**Work to be completed**
Transcribe the listing in full, word for word; pictures do not belong in the copy.

--- Records for processing ---

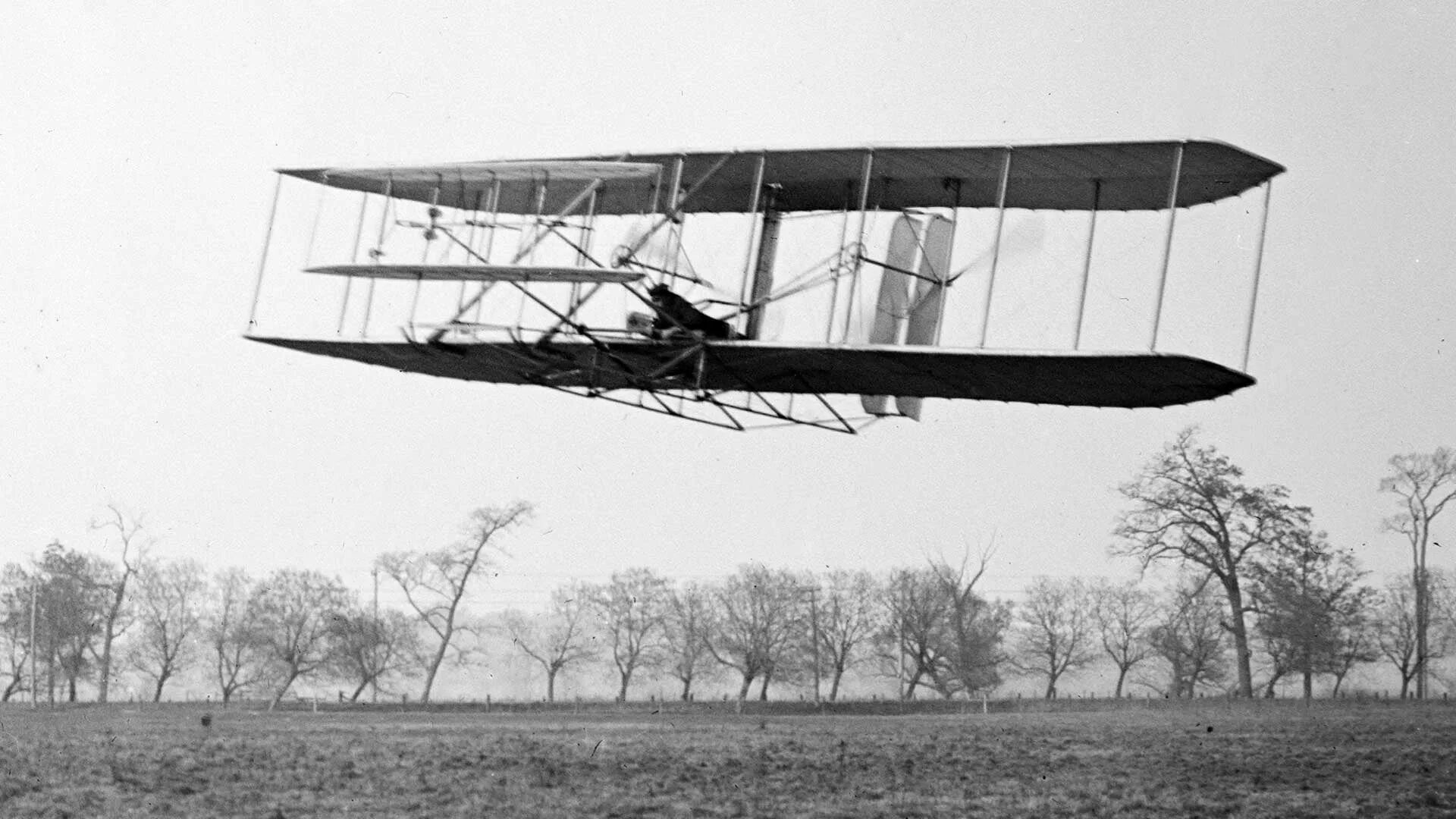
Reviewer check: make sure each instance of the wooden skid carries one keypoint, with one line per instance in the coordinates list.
(1072, 379)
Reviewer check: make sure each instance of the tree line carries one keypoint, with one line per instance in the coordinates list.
(1258, 596)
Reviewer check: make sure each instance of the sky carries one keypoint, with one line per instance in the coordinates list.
(136, 153)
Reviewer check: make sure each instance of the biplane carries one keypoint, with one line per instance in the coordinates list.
(748, 287)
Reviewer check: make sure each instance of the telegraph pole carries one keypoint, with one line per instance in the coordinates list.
(36, 703)
(375, 648)
(814, 626)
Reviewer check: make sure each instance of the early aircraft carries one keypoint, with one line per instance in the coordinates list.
(506, 257)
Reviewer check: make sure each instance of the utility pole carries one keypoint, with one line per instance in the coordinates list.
(375, 648)
(36, 701)
(814, 626)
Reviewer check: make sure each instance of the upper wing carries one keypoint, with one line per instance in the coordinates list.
(1052, 177)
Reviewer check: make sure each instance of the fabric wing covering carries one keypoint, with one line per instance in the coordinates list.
(1041, 177)
(1081, 379)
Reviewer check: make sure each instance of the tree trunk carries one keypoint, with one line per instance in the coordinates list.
(743, 689)
(435, 668)
(1241, 637)
(283, 689)
(1421, 624)
(104, 678)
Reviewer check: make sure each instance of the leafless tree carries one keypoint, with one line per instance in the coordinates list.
(759, 617)
(557, 640)
(848, 617)
(1424, 483)
(372, 648)
(436, 582)
(294, 614)
(631, 608)
(1055, 630)
(169, 602)
(1354, 635)
(913, 643)
(234, 634)
(17, 586)
(1190, 506)
(72, 607)
(971, 639)
(117, 615)
(1304, 589)
(1125, 615)
(686, 629)
(1395, 627)
(1190, 637)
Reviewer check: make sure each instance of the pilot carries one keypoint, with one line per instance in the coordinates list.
(674, 312)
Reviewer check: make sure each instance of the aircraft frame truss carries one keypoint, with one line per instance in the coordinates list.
(718, 372)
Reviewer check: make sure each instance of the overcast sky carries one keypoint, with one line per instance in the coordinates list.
(136, 152)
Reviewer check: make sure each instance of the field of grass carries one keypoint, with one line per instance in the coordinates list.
(1216, 760)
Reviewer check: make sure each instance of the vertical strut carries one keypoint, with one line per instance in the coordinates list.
(839, 264)
(582, 248)
(753, 229)
(949, 260)
(859, 240)
(674, 235)
(1168, 242)
(490, 245)
(424, 256)
(1258, 267)
(354, 259)
(262, 261)
(1087, 261)
(1001, 222)
(379, 251)
(764, 270)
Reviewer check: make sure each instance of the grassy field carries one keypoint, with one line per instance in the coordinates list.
(1216, 760)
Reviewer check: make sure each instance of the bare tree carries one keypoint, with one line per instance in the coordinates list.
(436, 582)
(1125, 615)
(17, 588)
(557, 640)
(72, 608)
(294, 614)
(848, 617)
(372, 648)
(971, 639)
(918, 608)
(1190, 637)
(686, 629)
(232, 632)
(632, 608)
(1397, 632)
(1424, 483)
(758, 620)
(1055, 630)
(1190, 506)
(117, 615)
(171, 596)
(1304, 589)
(1354, 635)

---

**Answer section**
Reviewer check: make sure each instance of the wooden skid carries one keypoint, with one line per instance in the coordinates list.
(1072, 379)
Reviewer check: make sure each instance of the tree line carries one keypoint, with one line per instance in the coordinates list.
(1258, 596)
Reviewer check: make sure each instance of the sky carries one keypoint, with one line per instance in the coordinates list.
(136, 153)
Reviewer check: make sure each instance of the biplane carries one keypoint, with one line per instance in the coordinates list.
(748, 287)
Reviewer check: make sure each instance of the telegraph pole carries one keypoint, with one line per instance in the coordinates list.
(36, 703)
(375, 648)
(814, 626)
Reviewer check: make sure each instance of the early aircraft carries one keypoint, with one line per instance in the coordinates list.
(506, 257)
Reviewer check: make sure each instance of the utility pole carries one keypoint, with one line per instance in the coordinates list.
(375, 648)
(36, 701)
(814, 626)
Reviewer check: make sure each instance of the upper wing carries one keypoint, with one line per instance in the coordinates list.
(1052, 177)
Reviewer check: make sure each instance of the fabric wing covering carries one keypoint, with one line per instance in the coordinates list.
(1041, 177)
(1081, 379)
Reviewer check: make sure each instance of the tree trunk carries one keypoint, with one line per instance in the coordinates list.
(743, 689)
(435, 668)
(1241, 637)
(283, 689)
(1421, 624)
(104, 678)
Reviewer check: make sure each instance of the leafless tree carries one keypoint, with one line per instance in the coordinates list.
(759, 617)
(557, 640)
(848, 617)
(1424, 483)
(372, 648)
(436, 582)
(294, 614)
(631, 608)
(1055, 630)
(169, 602)
(1354, 635)
(913, 643)
(234, 634)
(17, 586)
(1190, 506)
(72, 607)
(971, 639)
(117, 615)
(1304, 589)
(1125, 615)
(686, 629)
(1395, 627)
(1190, 637)
Reviewer check: make sure each instance of the pilot carries one keypoint, with one line per instance in the coordinates list.
(674, 312)
Reviewer check: make sure each instance of the aircraft frame truss carries one keypoint, with one line per instance in the coordinates list.
(718, 372)
Reviewer check: make sure each instance of the overcast sky carries one keypoint, with one line per instance in the coordinates list.
(136, 152)
Reviewer check: make sure each instance of the field of grass carries one keypoint, with one line per instance in the coordinates list.
(1216, 760)
Reviewer check: make sure each instance of the vertical strut carries one keypoint, with one line per instance in the coordinates list.
(839, 264)
(582, 248)
(753, 229)
(949, 260)
(859, 240)
(674, 235)
(1168, 242)
(490, 245)
(424, 256)
(1258, 267)
(354, 259)
(262, 261)
(1087, 261)
(1001, 222)
(379, 251)
(764, 270)
Reviewer check: make sure each instance of the grassy field carries one keypoint, with one line per instance in the coordinates list.
(1216, 760)
Reviewer check: make sure each instance of the bare tree carries one keypoint, with one line per instance in the coordinates list.
(436, 582)
(1125, 615)
(17, 588)
(557, 640)
(72, 608)
(294, 614)
(848, 617)
(372, 648)
(971, 639)
(918, 608)
(1190, 637)
(686, 629)
(232, 632)
(632, 608)
(1397, 632)
(1424, 483)
(758, 620)
(1055, 630)
(1190, 506)
(117, 615)
(171, 596)
(1304, 589)
(1354, 635)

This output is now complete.